- 元の文書 -
-- -- --
お知らせ

忘れへんうちに 旅編では、イスタンブールで訪れたところを長々と記事にしています。その中で興味のある事柄については、詳しくこちらに記事にします。

2012/07/31

四神8 東晋時代、江南の画像磚



東晋、太和年間後半(386-394年)に、雲南省の霍承嗣墓に四神図があったが、どちらかといえば稚拙な図だった。
ところが、江蘇省の墓出土の画像磚の四神図は、とても同じ時代のものとは思えない、完成度の高いものだった。 

『図説中国文明史5』は、呉および西晋による江南の開発を経て、北方の貴族の多くが、こぞって南に移住した。江南に移住した名門貴族は、北方にいたときの生活習俗をそのまま踏襲した。東晋の時代、江南の墓によく見られる四神の画像磚は、漢王朝の時代から流行していたのである。四神の画像磚は、東西南北の守護神の象徴であるという。

四神画像磚はすべて、
東晋時代(317-420年) 江蘇鎮江隆安二年墓出土  高18幅31.5厚4.5鎮江市博物館蔵

青龍
朱雀や玄武と同じ区画のため、長い身体を無理なく丸め、4本の脚を四隅に広げて画面いっぱいに表されている。前足の片方は、高く上げるのは、霍承嗣墓の青龍と共通する特徴である。
翼はない。
両端の文様帯は不明。
白虎
青龍とは反対向きという程度で、身体の表現はほぼ同じ。虎の縞もない。
異なっている点は、首を伸ばして頭を後足近くまで上げていること、その頭の形くらいだ。
朱雀
頭の上に何かをのせている。片足を一歩踏みだし、飾り羽根が3本細いながら曲線を描いて表される。その割に羽根が小さくて、飛べそうにない。
両端の文様帯は渦巻いた曲線文。
玄武
頭の極端に小さな亀に、同じく極端に小さな頭の蛇が巻きついて、甲羅の上でにらみ合っている。その巻きついた胴だけが異様に太い。
両側の文字は読めそうで読めない。
画像磚は規格化された大きさで、幅31.5㎝というのは大きなものではない。高句麗の古墳四壁に描かれた四神からみると、かなり小さなものだ。
-- -- --
- 提供された項目 -

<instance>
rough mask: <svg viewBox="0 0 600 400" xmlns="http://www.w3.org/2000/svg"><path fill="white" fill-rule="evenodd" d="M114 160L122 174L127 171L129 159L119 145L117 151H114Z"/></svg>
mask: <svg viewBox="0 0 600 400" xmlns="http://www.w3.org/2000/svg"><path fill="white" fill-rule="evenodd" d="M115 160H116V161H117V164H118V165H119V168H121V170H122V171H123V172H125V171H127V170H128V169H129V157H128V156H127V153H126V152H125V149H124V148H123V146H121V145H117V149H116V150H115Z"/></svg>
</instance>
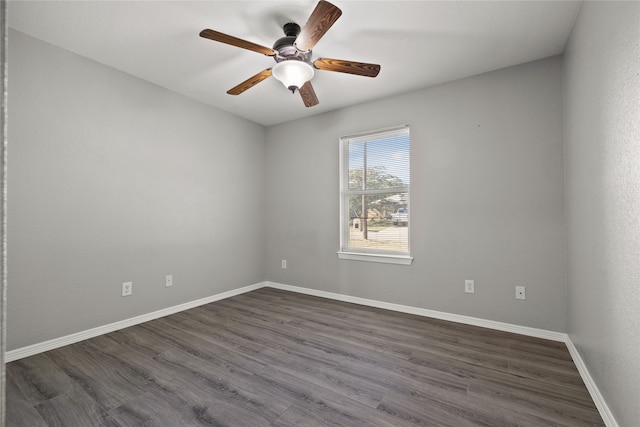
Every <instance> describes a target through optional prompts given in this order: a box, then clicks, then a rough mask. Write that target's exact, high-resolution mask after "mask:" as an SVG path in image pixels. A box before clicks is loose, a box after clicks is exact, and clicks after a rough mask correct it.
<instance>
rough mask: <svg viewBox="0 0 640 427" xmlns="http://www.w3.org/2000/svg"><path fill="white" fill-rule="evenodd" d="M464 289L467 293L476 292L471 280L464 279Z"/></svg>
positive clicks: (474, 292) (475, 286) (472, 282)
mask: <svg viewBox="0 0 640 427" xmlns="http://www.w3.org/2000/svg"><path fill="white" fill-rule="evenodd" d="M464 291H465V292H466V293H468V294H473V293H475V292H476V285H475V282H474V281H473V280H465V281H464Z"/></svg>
-- -- --
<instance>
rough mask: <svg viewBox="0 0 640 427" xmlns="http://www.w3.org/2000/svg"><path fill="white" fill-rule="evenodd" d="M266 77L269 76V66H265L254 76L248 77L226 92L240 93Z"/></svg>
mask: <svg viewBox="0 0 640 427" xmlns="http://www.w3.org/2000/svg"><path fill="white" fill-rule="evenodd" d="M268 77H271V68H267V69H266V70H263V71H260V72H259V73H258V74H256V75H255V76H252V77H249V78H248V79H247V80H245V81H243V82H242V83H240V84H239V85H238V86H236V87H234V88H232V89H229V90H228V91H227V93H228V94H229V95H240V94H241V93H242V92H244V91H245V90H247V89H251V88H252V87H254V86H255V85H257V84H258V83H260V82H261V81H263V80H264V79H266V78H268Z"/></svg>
-- -- --
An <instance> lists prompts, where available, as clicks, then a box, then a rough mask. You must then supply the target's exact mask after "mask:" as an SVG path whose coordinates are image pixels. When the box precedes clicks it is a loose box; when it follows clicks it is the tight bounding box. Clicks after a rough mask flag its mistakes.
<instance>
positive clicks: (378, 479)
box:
-- -- --
- 取り組む課題 -
東晋時代の四神画像磚について書かれた上の文章を、最後の文の後から書き継ぐこと。

- 解答 -
四神の画像磚は江南の墓にはよく見られるものということなので、型作りの規格品だったかも。

つづく

※参考文献
「図説中国文明史5 魏晋南北朝 融合する文明」 劉煒編 2005年 創元社

2012/07/27

四神7 東晋時代雲南省の墓室画



『魏晋南北朝壁画墓の世界』は、西暦317年司馬氏の西晋が匈奴族の劉淵に滅ぼされ、戦乱を避けて逃げまわる華北の農民は次々と故郷を離れて江南へと移住し、民族大移動の時代が始まった。西晋の宗室瑯琊王司馬睿が、江南の建業(南京、後に建康と呼ぶ)で、南渡した北方貴族と江南土着豪族の支持を得て王朝を再建した。史上、この王朝は東晋と呼ばれる。420年、北伐戦争で悲願の帝都洛陽・長安の奪還を実現して名声を博した将軍劉裕に脅迫され、司馬氏は政権を禅譲し、宋が建てられたという。
そのような南朝の約1世紀にわたる東晋という時代にも、墓室に四神が描かれたものもある。

雲南省昭通県霍承嗣墓 東晋太元年間後半(太元11-19年、386-394)
雲南省昭通県は東晋の西の国境に接する地域であり、東晋王朝が地元の豪族霍氏に行政と軍事の運営を任せていた。霍承嗣墓は、江南地域で数の少ない壁画墓として注目されている。
内部施設は羨道と方形墓室から構成されており、羨道の底部が傾斜し、両脇に小龕を設けている。墓室の天井には、雲気文の下に四神などが配されているという。

青龍(西壁)
西には仙草を持つ玉女と青龍を中心に鹿・鳥・人面獣・三足鳥・楼閣を配しており、玉女に「玉女以草授龍」、青龍に「右青龍」、楼閣に「龍楼」という墨書傍題が見られるという。
青龍は通常は東側に表されるが、霍承嗣墓では西壁に描かれている。雲南省では四神と四方を結びつけるということがまだ定着していなかったのだろう。
龍は前足の片方を上げているのは、契丹の木彫青龍(10世紀)や、五代ホータンの青龍白虎へと繋がる特徴なのだろろうか。
白虎(東壁)
東に白虎の上・下・前に鳥、後ろに鹿と楼閣および闕を描き、白虎に「左帛虎(さびゃこ)」鹿に「番鹿」などの題名がついているという。
青龍と同様に翼はないが、縞で虎であることがわかる。
楼閣の後方にいる人物が登場している。虎の前方の黒い球体は何だろう。
朱雀(南壁)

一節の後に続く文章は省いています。